Task instructions
In the records below, find the line that contains "[(644, 160), (1032, 265)]" and the line that contains "[(1081, 755), (1190, 428)]", then retype exactly those two lines and every line between them.

Recorded information Block Start

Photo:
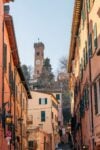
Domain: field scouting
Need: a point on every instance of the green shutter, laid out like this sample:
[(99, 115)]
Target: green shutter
[(95, 36)]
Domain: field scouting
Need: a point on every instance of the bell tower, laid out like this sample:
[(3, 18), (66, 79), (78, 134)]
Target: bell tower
[(39, 58)]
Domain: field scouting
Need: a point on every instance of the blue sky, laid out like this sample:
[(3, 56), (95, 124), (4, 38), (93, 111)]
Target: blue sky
[(48, 20)]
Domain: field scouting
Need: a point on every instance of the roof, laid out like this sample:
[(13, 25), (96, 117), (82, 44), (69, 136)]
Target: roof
[(74, 31), (19, 69)]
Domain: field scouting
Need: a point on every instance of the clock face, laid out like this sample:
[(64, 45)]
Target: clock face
[(37, 62)]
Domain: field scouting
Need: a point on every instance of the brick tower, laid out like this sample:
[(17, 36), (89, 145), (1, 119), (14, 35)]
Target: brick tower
[(39, 58)]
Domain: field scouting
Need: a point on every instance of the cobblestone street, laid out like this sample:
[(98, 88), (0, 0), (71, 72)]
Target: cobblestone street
[(64, 147)]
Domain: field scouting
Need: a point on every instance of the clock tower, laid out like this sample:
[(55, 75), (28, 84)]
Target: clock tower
[(39, 58)]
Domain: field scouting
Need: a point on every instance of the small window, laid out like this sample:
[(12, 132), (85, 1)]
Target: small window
[(45, 100), (37, 53), (95, 97), (58, 96), (95, 36), (42, 116), (52, 115), (37, 71), (90, 45), (39, 100), (30, 145)]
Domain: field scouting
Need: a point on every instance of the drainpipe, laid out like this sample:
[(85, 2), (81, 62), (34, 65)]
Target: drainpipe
[(90, 82)]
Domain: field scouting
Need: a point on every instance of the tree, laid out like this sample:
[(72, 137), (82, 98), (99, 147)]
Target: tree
[(46, 78)]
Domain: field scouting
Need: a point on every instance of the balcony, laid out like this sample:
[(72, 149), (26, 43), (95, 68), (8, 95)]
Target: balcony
[(30, 119)]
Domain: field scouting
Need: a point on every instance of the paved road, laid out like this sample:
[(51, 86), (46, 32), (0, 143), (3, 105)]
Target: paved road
[(64, 147)]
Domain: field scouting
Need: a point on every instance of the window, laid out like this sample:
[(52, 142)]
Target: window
[(95, 36), (43, 101), (42, 116), (5, 57), (30, 145), (90, 45), (97, 96), (37, 53), (88, 5), (37, 71), (52, 115), (23, 103), (58, 96)]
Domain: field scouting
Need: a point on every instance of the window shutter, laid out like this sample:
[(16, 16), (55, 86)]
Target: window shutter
[(5, 57), (39, 100), (42, 116), (95, 36), (9, 74), (45, 100), (95, 97), (90, 45), (88, 5), (84, 55)]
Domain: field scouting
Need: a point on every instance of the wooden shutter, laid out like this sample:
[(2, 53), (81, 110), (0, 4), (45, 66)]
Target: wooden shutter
[(95, 36), (42, 116), (95, 98), (90, 45), (45, 100), (39, 100), (5, 57)]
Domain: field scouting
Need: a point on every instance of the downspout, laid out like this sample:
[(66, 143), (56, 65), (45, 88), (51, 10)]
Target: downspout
[(21, 121), (90, 80)]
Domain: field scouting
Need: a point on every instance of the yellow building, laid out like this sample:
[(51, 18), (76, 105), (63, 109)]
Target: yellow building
[(84, 72), (43, 113), (16, 93)]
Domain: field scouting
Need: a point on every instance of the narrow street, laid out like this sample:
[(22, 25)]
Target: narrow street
[(50, 75), (64, 147)]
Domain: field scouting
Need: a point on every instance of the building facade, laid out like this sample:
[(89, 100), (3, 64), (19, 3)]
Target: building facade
[(43, 113), (84, 72), (14, 92), (39, 58)]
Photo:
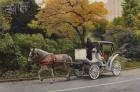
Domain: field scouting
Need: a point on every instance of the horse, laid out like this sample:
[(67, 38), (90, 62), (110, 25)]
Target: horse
[(48, 61)]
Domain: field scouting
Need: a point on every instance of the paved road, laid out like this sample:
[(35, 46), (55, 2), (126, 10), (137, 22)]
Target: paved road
[(128, 81)]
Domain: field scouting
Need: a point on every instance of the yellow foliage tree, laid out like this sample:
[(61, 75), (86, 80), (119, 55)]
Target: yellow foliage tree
[(75, 16)]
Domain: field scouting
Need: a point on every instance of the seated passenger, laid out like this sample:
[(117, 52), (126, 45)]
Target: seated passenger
[(96, 56)]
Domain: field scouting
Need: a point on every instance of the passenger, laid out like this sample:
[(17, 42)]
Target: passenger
[(89, 46)]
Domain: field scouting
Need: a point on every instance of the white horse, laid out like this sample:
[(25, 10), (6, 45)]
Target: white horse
[(48, 61)]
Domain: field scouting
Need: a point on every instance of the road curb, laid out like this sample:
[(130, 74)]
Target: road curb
[(28, 79)]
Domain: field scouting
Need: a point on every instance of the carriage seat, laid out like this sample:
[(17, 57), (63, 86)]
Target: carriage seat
[(96, 56)]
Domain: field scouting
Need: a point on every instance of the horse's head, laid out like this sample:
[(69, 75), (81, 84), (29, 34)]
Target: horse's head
[(33, 55)]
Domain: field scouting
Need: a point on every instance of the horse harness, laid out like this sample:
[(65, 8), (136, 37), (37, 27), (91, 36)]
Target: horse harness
[(48, 60)]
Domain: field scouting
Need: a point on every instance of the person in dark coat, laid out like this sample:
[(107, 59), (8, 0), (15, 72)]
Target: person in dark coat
[(89, 46)]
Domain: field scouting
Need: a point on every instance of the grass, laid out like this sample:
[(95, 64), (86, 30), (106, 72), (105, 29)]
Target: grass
[(130, 65)]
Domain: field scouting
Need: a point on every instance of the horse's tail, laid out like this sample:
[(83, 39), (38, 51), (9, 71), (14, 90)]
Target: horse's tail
[(71, 61)]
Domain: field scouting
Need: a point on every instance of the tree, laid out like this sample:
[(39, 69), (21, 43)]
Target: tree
[(130, 13), (73, 16)]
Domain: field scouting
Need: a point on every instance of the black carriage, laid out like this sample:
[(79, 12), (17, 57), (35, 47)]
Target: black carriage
[(100, 58)]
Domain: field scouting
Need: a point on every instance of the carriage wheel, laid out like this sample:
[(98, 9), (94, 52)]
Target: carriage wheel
[(94, 71), (116, 68)]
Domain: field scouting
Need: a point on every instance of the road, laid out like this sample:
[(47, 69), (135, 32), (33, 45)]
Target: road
[(128, 81)]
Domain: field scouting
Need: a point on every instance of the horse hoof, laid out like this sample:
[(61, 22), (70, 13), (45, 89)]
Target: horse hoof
[(68, 78), (41, 80), (51, 82)]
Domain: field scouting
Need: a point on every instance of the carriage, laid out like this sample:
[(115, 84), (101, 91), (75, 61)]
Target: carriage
[(103, 59)]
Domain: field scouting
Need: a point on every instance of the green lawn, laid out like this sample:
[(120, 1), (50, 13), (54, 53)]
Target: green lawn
[(130, 64)]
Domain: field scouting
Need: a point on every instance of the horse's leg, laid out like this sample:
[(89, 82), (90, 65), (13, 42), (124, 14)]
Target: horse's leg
[(68, 70), (52, 74), (39, 74)]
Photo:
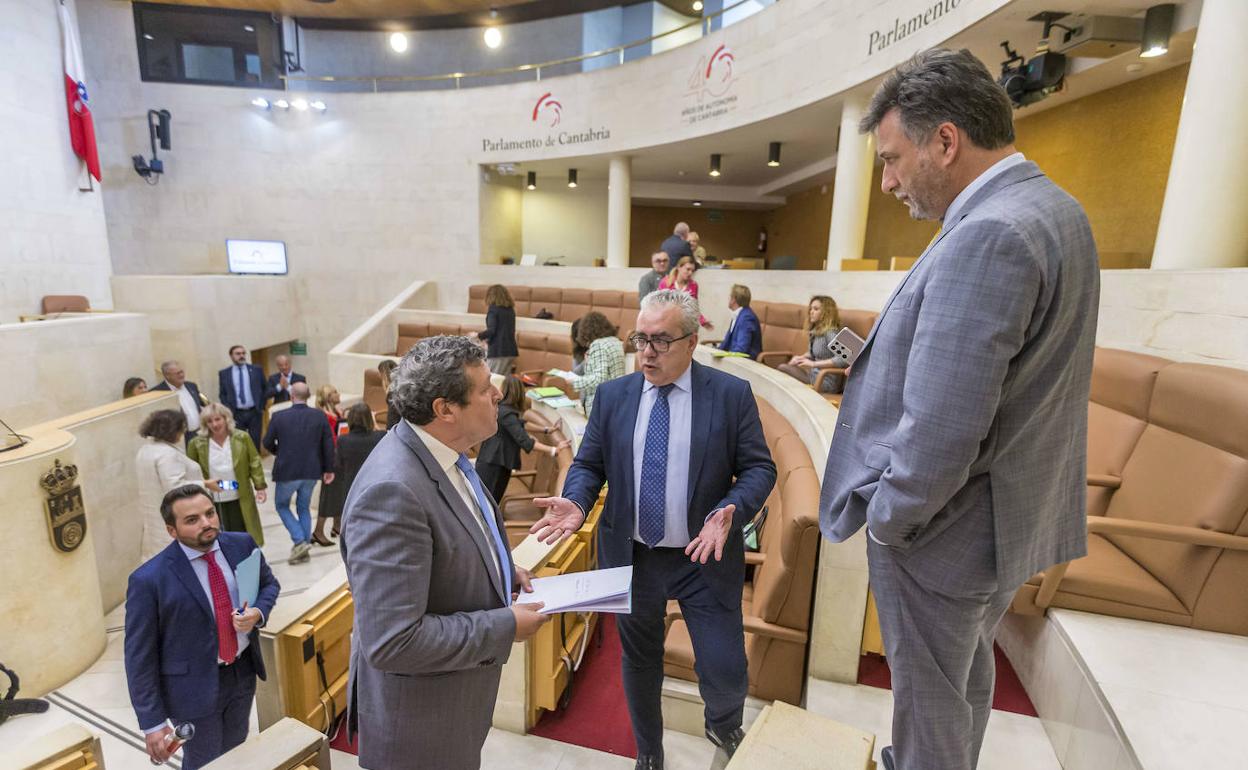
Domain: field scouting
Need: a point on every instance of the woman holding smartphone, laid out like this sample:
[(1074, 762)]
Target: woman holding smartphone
[(229, 454)]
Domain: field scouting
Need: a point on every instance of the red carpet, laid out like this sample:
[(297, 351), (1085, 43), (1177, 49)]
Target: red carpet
[(597, 714), (1009, 696)]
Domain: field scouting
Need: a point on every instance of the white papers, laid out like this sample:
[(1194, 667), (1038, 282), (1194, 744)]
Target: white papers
[(600, 590), (247, 577)]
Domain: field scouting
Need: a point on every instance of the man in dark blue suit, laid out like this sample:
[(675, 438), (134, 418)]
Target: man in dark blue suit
[(192, 645), (301, 439), (745, 333), (669, 441), (241, 388)]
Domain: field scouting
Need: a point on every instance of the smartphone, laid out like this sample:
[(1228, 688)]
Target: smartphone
[(846, 345)]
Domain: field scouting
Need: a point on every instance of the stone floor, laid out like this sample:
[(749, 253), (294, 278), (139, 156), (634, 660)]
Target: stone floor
[(99, 700)]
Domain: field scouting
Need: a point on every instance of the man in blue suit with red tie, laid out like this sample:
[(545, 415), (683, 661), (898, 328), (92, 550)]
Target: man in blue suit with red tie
[(744, 333), (241, 388), (683, 451), (192, 645)]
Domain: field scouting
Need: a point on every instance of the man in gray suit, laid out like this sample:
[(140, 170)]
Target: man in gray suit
[(961, 439), (429, 570)]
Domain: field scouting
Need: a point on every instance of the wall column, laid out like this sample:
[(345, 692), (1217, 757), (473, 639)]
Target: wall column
[(619, 210), (1203, 222), (851, 194)]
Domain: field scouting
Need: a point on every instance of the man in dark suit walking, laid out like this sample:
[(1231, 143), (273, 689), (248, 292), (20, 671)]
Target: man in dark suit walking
[(301, 439), (241, 388), (189, 397), (278, 386), (192, 644), (431, 573), (683, 452)]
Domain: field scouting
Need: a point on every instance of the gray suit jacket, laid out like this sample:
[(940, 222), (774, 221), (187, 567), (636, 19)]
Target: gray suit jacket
[(962, 433), (432, 624)]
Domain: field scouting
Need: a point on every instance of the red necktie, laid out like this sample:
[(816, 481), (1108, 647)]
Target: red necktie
[(227, 639)]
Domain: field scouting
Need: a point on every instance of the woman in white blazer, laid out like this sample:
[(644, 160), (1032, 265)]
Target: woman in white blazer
[(161, 464)]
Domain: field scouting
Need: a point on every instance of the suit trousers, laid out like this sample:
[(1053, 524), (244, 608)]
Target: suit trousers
[(940, 653), (250, 421), (227, 725), (718, 637)]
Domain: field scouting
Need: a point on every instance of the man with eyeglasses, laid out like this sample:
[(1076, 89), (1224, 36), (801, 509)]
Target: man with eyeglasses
[(683, 452)]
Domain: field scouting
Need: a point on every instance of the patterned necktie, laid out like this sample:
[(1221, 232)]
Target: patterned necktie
[(487, 512), (227, 638), (653, 493)]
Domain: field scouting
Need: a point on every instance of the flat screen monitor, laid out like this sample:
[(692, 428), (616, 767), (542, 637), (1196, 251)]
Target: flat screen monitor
[(257, 257)]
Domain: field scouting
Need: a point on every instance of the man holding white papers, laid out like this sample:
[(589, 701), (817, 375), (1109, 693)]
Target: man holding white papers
[(429, 570), (669, 439), (192, 640)]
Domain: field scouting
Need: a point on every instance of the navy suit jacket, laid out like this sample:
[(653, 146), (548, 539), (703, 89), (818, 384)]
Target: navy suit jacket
[(729, 462), (171, 633), (190, 386), (281, 396), (301, 439), (226, 387), (745, 336)]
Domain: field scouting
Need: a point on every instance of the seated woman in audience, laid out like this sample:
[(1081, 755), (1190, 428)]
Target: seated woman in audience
[(499, 333), (226, 453), (501, 453), (386, 368), (353, 449), (682, 278), (825, 321), (161, 466), (604, 356), (135, 386), (327, 398)]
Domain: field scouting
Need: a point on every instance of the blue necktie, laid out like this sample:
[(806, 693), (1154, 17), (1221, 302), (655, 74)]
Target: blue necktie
[(243, 387), (652, 498), (487, 512)]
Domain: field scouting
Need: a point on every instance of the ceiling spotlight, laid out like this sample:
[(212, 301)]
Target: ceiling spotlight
[(1158, 24)]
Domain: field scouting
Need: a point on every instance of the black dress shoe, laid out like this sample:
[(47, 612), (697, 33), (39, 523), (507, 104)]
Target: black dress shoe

Recorded information Block End

Exercise solution
[(644, 160), (1032, 265)]
Target: woman in white blazer
[(161, 464)]
Domain: field scouting
Need: a point on every instance of the suit trousers, laid out like this sample:
[(1053, 524), (244, 608)]
Target: suit trousers
[(940, 653), (250, 421), (227, 725), (718, 637)]
Domain: field scouting
Need: a point on every instance of the man with eyeglasses, laid out like this sample:
[(1076, 89), (1224, 36), (801, 509)]
Target: man with eyeglasses
[(683, 452)]
Domain: field scouting
Need: a point on every instance of the patterned necktie, laid out like this sample:
[(1221, 232)]
Target: patterned necktie
[(487, 512), (227, 638), (653, 493)]
Domain: field scouting
Need: a point on every instance of the flat screen monitor, laid out like this sample:
[(692, 428), (616, 767), (542, 637), (1196, 251)]
Target: flat screen monitor
[(257, 257)]
Domain: field scouting
Need: a point on every instance of the man holding white papers, laid out like this sample:
[(589, 701), (817, 375), (1109, 693)]
Target: man holding white papers
[(429, 570), (669, 439), (192, 640)]
Domain: field scouting
Need: a point on every instance of the navy suit jacket, laid out like this sample:
[(653, 146), (548, 539), (703, 89), (818, 384)]
Target: navy suit jacket
[(729, 462), (171, 633), (190, 386), (281, 396), (301, 439), (226, 387), (745, 336)]
Domain: field scouting
Need: a point on every instance of the seated woman in audience, laid out like this sample:
[(1081, 755), (1190, 428)]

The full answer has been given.